How many lines in the records below contain the string "xmin"? Reply with the count alone.
──────── Records for the exercise
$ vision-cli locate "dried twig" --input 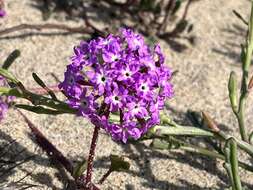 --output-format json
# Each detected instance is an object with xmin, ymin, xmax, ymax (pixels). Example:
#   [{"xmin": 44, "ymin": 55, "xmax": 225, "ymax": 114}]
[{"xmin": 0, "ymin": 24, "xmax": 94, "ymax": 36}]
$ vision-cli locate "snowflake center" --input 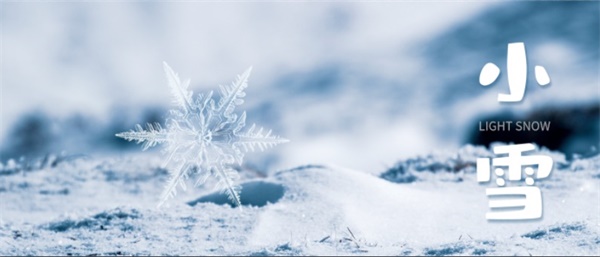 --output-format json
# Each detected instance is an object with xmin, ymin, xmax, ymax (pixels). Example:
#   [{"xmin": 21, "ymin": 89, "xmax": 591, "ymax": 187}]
────────────────
──────── Records for the exercise
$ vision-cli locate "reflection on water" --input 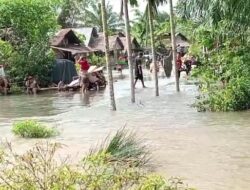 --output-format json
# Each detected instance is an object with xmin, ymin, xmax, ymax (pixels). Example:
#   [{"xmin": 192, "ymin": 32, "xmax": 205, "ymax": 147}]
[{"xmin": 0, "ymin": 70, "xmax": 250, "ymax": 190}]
────────────────
▸ **Final result**
8